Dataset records
::::

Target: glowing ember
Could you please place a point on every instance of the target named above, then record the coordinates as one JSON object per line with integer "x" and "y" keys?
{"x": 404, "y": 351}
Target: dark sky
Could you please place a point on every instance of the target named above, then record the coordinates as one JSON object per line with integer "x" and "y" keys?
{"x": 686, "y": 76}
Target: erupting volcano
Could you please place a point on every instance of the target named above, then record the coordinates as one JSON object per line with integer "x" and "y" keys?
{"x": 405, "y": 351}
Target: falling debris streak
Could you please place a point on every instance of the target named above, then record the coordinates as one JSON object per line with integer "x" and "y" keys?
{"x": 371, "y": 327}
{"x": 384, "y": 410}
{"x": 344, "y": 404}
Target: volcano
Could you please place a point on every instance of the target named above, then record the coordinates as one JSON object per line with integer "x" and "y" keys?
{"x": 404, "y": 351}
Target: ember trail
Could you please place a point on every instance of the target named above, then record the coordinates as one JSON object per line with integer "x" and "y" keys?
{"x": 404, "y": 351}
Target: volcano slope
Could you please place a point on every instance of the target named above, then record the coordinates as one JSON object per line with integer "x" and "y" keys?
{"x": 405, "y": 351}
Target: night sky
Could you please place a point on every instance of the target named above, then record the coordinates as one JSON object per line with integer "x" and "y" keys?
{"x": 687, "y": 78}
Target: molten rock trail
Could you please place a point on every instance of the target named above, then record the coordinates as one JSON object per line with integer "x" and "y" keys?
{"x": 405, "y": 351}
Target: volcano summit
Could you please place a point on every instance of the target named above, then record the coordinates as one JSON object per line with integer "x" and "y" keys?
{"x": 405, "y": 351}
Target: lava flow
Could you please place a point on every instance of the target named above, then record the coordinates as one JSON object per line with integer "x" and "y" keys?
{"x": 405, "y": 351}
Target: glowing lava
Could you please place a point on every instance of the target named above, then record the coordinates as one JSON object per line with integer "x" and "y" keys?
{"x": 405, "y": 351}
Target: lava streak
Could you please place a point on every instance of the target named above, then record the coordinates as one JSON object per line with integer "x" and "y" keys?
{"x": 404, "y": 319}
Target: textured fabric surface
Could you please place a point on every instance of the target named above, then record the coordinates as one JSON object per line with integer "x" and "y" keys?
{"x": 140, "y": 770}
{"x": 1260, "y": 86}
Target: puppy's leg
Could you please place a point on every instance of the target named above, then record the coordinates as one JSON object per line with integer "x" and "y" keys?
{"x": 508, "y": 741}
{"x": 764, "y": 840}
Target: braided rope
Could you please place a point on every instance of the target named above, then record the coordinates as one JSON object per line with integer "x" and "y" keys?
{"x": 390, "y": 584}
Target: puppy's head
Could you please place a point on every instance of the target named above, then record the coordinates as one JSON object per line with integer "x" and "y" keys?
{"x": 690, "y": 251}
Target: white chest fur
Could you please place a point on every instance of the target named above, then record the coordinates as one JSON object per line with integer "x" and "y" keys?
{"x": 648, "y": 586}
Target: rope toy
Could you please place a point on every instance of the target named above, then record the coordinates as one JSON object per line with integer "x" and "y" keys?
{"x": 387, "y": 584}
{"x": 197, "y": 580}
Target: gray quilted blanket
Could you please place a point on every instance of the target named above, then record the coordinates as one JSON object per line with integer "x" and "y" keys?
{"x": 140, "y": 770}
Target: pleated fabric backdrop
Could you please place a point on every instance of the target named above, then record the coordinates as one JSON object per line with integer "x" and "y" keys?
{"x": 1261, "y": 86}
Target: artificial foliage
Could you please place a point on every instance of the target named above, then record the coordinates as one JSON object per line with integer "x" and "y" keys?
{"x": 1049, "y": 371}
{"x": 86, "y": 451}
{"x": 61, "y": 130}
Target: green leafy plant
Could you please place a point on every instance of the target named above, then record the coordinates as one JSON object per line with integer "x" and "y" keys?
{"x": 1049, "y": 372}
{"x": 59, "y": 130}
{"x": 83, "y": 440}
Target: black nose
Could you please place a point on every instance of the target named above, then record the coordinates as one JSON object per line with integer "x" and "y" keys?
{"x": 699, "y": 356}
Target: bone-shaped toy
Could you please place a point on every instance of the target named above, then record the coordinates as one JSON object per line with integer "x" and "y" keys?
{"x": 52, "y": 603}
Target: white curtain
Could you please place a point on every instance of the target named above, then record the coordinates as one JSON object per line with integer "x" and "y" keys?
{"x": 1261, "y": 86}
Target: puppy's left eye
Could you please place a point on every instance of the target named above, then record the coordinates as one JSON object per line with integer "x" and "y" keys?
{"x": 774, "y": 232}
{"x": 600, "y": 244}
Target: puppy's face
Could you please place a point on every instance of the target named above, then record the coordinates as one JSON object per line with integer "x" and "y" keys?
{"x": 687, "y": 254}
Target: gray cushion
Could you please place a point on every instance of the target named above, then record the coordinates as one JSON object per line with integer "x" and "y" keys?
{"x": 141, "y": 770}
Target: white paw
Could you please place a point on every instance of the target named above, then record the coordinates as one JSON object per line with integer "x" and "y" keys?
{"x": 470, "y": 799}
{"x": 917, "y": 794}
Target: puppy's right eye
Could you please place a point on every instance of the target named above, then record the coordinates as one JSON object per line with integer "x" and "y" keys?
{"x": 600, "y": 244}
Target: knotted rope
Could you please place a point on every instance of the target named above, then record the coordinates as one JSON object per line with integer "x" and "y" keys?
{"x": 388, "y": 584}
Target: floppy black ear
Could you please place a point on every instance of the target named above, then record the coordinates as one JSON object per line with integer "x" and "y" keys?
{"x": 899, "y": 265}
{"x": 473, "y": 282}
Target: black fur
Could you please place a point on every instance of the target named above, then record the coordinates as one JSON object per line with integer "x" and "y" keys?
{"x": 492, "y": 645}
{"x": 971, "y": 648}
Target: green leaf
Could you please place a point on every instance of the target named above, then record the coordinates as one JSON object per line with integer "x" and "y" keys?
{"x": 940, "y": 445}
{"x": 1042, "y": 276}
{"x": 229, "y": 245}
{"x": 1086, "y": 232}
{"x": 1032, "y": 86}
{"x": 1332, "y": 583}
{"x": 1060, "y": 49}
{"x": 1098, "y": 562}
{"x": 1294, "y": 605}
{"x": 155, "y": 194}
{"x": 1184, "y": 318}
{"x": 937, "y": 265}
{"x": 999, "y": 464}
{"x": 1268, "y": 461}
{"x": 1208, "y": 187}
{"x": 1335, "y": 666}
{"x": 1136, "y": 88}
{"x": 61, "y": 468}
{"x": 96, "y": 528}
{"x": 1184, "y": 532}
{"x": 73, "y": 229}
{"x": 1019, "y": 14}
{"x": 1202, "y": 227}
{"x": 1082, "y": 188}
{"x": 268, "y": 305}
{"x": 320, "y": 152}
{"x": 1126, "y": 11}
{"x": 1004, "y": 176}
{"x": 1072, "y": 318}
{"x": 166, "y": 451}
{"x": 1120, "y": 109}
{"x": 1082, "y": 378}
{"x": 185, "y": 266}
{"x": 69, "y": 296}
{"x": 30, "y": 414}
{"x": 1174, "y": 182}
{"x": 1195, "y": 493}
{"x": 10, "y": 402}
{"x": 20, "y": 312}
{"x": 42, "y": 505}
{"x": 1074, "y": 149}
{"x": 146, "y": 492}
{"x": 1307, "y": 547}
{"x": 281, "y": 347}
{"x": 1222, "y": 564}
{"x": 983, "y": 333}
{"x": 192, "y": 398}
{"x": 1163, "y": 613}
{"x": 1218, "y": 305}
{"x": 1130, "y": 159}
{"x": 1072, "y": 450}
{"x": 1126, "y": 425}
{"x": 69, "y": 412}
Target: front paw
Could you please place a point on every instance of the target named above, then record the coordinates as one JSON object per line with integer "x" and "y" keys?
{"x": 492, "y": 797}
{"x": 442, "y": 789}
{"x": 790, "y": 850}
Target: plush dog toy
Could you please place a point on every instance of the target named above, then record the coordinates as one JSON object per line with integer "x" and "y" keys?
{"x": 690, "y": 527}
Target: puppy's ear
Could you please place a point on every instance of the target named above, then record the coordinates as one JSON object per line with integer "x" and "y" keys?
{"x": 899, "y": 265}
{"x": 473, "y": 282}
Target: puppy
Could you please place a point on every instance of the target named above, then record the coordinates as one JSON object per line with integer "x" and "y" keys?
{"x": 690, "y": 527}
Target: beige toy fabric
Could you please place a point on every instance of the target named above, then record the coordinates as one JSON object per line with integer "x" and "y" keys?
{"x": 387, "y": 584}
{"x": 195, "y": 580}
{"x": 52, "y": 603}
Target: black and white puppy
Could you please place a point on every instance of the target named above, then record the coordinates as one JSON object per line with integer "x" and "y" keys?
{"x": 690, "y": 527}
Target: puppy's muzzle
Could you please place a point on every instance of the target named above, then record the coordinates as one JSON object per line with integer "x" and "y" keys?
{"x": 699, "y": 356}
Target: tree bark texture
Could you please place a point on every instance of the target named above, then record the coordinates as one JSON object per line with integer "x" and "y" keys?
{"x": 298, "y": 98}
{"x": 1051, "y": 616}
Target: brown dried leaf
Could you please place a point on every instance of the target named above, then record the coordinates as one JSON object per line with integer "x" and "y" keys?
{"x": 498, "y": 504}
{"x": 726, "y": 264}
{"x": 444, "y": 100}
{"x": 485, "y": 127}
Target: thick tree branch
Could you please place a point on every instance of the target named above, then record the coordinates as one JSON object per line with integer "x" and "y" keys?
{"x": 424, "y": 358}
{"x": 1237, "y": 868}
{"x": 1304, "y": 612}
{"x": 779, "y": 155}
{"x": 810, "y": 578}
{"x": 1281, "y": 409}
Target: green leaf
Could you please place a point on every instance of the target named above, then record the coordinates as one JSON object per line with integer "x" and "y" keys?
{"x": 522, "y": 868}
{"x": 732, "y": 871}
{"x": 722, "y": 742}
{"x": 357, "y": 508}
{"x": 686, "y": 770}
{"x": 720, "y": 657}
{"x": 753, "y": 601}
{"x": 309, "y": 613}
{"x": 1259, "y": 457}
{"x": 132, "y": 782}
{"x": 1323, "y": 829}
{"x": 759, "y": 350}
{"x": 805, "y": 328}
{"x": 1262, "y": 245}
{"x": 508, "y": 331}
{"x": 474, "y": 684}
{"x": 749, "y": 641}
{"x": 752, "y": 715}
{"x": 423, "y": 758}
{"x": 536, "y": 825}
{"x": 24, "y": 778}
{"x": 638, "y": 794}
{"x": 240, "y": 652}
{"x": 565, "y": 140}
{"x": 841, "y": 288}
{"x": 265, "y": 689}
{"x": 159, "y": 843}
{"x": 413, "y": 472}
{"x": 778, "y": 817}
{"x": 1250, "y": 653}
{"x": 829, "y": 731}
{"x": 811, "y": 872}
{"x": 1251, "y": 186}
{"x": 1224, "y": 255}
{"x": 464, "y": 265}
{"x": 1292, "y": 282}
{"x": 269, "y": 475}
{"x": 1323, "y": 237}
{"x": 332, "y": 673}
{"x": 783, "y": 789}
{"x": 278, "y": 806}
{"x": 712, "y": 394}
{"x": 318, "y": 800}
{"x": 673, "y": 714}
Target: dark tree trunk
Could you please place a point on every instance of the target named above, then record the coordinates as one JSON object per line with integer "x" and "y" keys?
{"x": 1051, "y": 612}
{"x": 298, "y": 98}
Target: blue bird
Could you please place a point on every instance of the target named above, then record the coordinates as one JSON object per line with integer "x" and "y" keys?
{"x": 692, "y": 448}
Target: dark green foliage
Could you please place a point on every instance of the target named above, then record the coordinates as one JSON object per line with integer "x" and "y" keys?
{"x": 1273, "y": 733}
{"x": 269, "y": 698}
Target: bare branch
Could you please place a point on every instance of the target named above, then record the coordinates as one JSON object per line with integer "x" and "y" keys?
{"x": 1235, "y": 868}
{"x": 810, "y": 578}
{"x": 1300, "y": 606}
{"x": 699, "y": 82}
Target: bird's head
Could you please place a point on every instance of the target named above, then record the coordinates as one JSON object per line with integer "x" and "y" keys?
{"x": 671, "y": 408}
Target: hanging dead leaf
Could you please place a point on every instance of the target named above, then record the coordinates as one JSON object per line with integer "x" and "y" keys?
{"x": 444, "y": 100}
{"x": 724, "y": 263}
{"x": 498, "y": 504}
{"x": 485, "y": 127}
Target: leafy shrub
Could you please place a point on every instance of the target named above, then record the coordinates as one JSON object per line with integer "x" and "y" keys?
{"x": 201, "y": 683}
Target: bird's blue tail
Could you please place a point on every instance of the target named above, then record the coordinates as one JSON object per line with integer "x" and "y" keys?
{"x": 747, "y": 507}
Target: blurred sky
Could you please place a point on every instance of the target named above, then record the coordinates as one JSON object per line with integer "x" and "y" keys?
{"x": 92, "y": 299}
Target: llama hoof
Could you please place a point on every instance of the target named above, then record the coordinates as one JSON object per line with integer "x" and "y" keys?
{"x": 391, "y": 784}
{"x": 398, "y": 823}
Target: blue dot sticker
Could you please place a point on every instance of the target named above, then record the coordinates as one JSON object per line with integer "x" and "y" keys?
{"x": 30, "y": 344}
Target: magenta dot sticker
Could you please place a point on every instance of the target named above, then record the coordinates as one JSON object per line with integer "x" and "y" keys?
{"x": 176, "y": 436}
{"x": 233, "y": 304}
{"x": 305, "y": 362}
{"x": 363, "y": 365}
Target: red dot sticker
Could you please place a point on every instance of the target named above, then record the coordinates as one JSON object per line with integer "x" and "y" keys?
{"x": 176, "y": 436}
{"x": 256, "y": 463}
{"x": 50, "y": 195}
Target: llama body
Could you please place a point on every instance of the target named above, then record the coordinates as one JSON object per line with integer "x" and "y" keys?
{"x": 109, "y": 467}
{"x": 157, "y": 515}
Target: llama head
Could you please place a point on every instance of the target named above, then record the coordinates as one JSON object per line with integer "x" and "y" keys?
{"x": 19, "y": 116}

::::

▸ **What is needed**:
Locate the line that contains "Target: hanging dead leaf". Repeat it and every line after it, up to and including the final line, exactly.

▸ **Answer to the problem**:
Target: hanging dead leaf
Could you please place a point on every instance of the target named above, then record the coordinates as one JSON object per line with integer "x" and "y" keys?
{"x": 444, "y": 100}
{"x": 724, "y": 263}
{"x": 498, "y": 504}
{"x": 485, "y": 127}
Target: leafy shrub
Could you please place a point on every instance of the target named above, then record the coordinates as one JSON object per line with integer "x" and "y" keys?
{"x": 201, "y": 683}
Target: bird's blue tail
Could you please place a point on every instance of the target named above, then record the coordinates as one JSON object per line with integer "x" and "y" keys?
{"x": 747, "y": 507}
Target: blurred sky
Could you please place a point on every instance of the target named above, then record the coordinates as one JSON object per line with integer "x" and "y" keys?
{"x": 92, "y": 299}
Target: llama hoof
Could you please place a point on every instance of the target named above, then record the coordinates as one JSON object per line with integer "x" and "y" keys?
{"x": 391, "y": 784}
{"x": 398, "y": 823}
Target: blue dot sticker
Could you please place a point on every instance of the target named above, then record the coordinates as one JSON object per line with integer "x" and "y" keys?
{"x": 30, "y": 344}
Target: magenta dot sticker
Could you please place a point on every instance of the target named above, then record the coordinates as one JSON object per line with integer "x" and "y" keys?
{"x": 176, "y": 436}
{"x": 233, "y": 304}
{"x": 305, "y": 362}
{"x": 363, "y": 365}
Target: red dot sticker
Could you please place a point on every instance of the target named above, then record the coordinates as one JSON object per line with integer "x" and "y" keys?
{"x": 176, "y": 436}
{"x": 256, "y": 463}
{"x": 50, "y": 195}
Target: llama body
Could you please place a point on every instance of the target named above, then record the coordinates as one JSON object per line with integer "x" and "y" keys?
{"x": 109, "y": 467}
{"x": 157, "y": 515}
Target: llama head
Could you please place a point on every instance of the target named above, then record the coordinates as one JSON object per line with integer "x" and "y" keys?
{"x": 19, "y": 116}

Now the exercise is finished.